→ **Text section**
-- START --

ADD can (potential) write stack to store its result, while BR will NEVER write stack because its doesn’t have a result.

You might be able to get away with this on some platforms. However, you can’t assume this in general; the LLVM IR makes no guarantees at all about which instructions read and write the stack frame and which do not. The branch could load its argument from the stack frame or from a global value pool. On a VLIW machine, it could be packed into an instruction that also contains a read/write from/to the stack frame. Maybe the processor only supports indirect branch instructions.

Whether you want to count on LLVM IR branches writing to the stack depends on what hardware architecture you’re using and what you’re doing. If you’re counting memory accesses for a heuristic only on x86, then assuming branches don’t write to memory seems like a reasonable assumption. If you need an accurate count on all supported platforms, I’d look into analyzing the generated machine code.

– John T.

Hi Chuck,

I need to figure out all LLVM Instructions that may write to memory.

I->mayWriteToMemory()

Ciao, Duncan.

Duncan,

I looked at this function even before starting the discussions.

-- END --

→ **Work instructions**
a – Summarize the forum thread on LLVM instructions that write to memory in two sentences.
b – Proceed with the forum thread on LLVM instructions that write to memory, picking up right after its final sentence.

→ **Pointing dataset excerpts**
-- START --

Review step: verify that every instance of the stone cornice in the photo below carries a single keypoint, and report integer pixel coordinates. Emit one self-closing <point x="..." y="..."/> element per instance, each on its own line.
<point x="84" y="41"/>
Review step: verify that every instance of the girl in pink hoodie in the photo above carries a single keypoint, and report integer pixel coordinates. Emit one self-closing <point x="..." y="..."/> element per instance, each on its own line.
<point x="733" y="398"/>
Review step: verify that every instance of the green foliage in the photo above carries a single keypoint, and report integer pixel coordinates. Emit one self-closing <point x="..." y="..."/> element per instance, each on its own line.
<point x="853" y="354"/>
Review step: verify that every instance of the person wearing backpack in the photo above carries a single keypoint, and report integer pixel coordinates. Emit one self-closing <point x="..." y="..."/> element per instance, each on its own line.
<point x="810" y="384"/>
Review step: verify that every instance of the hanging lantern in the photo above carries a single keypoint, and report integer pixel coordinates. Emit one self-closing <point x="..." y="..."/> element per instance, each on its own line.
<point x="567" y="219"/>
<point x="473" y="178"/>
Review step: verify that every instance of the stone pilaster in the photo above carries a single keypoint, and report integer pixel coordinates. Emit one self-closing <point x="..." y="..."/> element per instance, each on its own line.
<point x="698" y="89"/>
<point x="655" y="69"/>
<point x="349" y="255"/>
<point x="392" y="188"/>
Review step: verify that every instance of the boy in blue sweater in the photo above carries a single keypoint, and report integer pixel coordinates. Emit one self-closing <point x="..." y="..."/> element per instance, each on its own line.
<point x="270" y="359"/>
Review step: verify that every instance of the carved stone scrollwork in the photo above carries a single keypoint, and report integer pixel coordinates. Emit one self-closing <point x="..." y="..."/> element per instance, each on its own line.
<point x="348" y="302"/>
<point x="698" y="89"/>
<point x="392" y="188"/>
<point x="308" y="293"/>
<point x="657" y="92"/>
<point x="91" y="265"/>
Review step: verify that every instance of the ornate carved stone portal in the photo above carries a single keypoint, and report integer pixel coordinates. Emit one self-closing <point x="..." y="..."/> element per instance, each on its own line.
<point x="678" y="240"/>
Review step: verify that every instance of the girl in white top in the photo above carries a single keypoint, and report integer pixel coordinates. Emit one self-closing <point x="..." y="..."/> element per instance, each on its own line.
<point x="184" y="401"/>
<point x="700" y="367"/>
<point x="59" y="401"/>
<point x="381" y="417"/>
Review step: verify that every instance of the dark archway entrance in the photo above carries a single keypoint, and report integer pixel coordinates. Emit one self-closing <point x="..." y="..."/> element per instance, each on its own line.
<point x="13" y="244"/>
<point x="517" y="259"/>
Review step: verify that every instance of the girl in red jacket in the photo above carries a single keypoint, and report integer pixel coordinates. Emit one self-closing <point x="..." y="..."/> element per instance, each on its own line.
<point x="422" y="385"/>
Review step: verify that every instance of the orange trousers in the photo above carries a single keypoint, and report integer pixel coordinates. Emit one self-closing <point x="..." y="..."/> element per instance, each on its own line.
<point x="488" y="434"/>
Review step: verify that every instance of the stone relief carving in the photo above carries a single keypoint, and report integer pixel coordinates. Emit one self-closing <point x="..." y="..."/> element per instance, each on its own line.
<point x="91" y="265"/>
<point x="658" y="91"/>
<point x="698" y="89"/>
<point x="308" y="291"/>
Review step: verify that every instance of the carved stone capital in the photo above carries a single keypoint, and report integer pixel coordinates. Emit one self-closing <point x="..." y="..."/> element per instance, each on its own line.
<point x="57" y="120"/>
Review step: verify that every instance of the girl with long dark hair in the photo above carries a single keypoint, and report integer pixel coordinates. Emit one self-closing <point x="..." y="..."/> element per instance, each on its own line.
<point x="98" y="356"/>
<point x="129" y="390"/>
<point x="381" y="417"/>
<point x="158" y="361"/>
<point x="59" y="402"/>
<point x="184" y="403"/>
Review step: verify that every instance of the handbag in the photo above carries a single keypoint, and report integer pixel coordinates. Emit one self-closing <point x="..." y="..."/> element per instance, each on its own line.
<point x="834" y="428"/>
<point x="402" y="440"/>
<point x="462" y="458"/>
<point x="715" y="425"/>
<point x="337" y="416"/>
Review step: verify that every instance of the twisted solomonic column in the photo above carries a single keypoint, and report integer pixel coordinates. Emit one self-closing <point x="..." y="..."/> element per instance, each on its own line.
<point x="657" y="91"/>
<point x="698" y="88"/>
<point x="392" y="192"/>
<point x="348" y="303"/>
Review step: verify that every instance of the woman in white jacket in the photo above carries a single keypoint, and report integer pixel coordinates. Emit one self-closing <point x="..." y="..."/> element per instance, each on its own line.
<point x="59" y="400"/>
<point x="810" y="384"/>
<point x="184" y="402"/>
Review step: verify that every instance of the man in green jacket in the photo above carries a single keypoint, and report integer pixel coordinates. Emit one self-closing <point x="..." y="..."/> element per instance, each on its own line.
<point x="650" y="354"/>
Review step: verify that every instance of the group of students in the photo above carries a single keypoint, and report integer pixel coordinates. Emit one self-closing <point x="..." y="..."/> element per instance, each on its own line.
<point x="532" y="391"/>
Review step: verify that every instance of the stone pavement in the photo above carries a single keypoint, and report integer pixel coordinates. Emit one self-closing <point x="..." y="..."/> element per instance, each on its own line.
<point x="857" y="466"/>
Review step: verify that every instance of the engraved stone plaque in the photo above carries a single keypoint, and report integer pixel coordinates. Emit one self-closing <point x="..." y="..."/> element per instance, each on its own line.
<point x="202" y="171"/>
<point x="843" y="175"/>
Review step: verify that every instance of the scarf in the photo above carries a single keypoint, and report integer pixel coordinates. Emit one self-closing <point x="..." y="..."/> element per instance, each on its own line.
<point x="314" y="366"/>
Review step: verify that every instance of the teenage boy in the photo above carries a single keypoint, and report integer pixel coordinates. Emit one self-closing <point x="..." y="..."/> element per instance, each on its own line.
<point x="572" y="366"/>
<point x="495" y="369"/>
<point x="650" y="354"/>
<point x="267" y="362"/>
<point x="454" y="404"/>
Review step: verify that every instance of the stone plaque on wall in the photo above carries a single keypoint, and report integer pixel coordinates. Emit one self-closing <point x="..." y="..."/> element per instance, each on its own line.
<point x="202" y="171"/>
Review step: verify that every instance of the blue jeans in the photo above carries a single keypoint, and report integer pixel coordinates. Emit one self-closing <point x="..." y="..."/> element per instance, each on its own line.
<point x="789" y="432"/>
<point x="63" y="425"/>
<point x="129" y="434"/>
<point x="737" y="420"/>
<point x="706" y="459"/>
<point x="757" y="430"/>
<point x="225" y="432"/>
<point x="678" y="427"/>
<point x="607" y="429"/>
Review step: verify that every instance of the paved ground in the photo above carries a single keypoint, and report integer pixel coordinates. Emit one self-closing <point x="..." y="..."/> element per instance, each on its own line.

-- END --
-- START --

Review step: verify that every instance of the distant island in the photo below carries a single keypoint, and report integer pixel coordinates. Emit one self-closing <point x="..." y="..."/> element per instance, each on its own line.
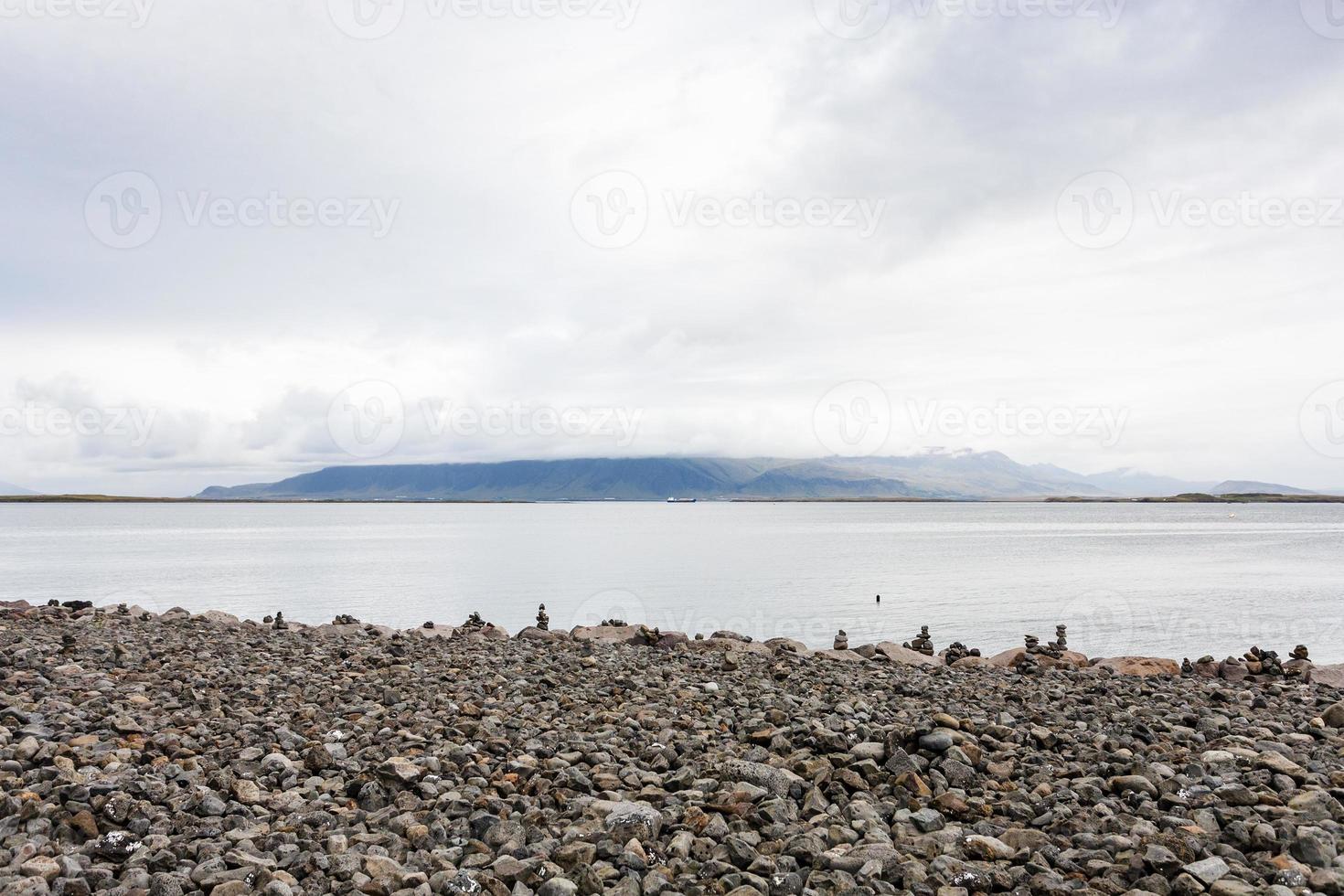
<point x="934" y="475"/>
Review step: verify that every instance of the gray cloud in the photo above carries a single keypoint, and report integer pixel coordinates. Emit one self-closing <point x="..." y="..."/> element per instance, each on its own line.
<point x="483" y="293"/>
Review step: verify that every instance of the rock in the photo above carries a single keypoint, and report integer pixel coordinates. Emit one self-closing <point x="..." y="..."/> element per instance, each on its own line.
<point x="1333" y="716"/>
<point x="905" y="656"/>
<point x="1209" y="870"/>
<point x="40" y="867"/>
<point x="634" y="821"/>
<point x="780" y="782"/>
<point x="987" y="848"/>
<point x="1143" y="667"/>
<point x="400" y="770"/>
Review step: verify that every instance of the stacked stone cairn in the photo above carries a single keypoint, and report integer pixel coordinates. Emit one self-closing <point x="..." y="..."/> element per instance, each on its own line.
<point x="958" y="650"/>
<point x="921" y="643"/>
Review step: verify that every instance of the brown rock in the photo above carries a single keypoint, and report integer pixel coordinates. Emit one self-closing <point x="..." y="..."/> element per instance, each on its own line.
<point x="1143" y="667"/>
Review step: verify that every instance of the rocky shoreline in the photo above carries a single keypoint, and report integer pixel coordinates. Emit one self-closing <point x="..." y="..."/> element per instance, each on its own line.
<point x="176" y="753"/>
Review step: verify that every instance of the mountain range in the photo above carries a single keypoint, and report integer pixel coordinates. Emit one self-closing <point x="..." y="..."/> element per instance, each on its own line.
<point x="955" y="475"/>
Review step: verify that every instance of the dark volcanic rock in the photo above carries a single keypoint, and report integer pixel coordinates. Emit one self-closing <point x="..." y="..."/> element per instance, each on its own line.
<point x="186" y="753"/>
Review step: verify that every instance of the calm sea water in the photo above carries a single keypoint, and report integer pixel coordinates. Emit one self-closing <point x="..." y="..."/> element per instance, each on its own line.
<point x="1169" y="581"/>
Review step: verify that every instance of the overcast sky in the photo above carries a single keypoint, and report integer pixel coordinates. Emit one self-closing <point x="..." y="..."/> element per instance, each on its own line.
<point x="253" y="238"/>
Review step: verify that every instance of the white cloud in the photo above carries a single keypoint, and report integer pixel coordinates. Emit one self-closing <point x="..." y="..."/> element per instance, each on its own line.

-- END --

→ **Solved tasks**
a – A reply pushes back on the claim that a branch never writes the stack: LLVM IR makes no guarantees about which instructions read or write the stack frame. Assuming branches don't write memory is reasonable for an x86-only heuristic, while an accurate count across platforms calls for analyzing the generated machine code; a later reply points to I->mayWriteToMemory(), and the next message says that function had been examined before the discussion started.

b –
I think it respects LLVM's principle that only Loads and Stores (+VAArg, and maybe Call) that can access global memory, but doesn't address the issues of accessing stack frames or stack objects.

Thank you for the hint.

Chuck

Hi Chuck,

I looked at this function even before starting the discussions.

I think it respects LLVM's principle that only Loads and Stores (+VAArg,
and maybe Call) that can access global memory, but doesn't address the
issues of accessing stack frames or stack objects.

I think you need to look at the code generators, since what you're asking
doesn't make much sense at the IR level. For example pretty much *any*
IR instruction could result in accessing the stack if the code generator
spilled registers to the stack.

Ciao, Duncan.